(INPUT DATA begins)

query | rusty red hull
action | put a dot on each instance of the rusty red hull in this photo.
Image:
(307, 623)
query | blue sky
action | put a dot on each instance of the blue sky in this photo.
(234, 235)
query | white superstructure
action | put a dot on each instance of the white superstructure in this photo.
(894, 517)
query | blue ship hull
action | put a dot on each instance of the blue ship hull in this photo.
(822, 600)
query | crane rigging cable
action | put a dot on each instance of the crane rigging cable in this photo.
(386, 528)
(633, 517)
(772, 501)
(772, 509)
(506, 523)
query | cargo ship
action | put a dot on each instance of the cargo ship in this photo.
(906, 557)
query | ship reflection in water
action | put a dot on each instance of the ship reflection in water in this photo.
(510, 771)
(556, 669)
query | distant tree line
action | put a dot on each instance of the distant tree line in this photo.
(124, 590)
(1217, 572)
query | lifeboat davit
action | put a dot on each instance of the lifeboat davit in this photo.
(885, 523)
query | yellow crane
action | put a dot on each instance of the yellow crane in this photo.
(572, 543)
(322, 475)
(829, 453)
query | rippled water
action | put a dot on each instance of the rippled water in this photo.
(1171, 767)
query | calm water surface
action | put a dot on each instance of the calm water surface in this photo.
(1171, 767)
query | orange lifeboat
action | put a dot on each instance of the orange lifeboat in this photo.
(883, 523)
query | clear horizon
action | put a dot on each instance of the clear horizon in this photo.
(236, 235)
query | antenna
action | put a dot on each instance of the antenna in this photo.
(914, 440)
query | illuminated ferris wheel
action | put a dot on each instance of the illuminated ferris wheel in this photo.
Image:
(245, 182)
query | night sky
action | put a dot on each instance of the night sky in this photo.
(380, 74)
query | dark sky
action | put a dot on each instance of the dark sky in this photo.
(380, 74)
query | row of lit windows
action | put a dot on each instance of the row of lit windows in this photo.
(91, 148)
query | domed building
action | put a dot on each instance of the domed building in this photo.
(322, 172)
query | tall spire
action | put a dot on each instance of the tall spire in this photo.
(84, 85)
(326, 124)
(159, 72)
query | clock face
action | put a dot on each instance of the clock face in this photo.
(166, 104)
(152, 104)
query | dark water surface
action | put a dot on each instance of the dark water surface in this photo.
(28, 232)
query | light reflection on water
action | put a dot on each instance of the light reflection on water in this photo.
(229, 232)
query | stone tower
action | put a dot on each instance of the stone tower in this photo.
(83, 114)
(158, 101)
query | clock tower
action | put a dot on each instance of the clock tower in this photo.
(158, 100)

(INPUT DATA ends)

> _TASK GOAL_
Using the entries above, give again exactly the lines from the line holding "action | put a dot on each instance of the crane" through the line holding "query | distant tree line". Include both end lines and nothing else.

> _YOUR RESPONSE_
action | put a dot on each instance of the crane rigging cable in this photo.
(386, 528)
(633, 517)
(772, 501)
(772, 509)
(506, 523)
query | cargo ship
action | put a dot on each instance of the cargo ship in this photo.
(906, 557)
query | ship reflection in water
action | put a dot on each instance of the ship reflection in water in this photo.
(510, 771)
(556, 669)
query | distant tree line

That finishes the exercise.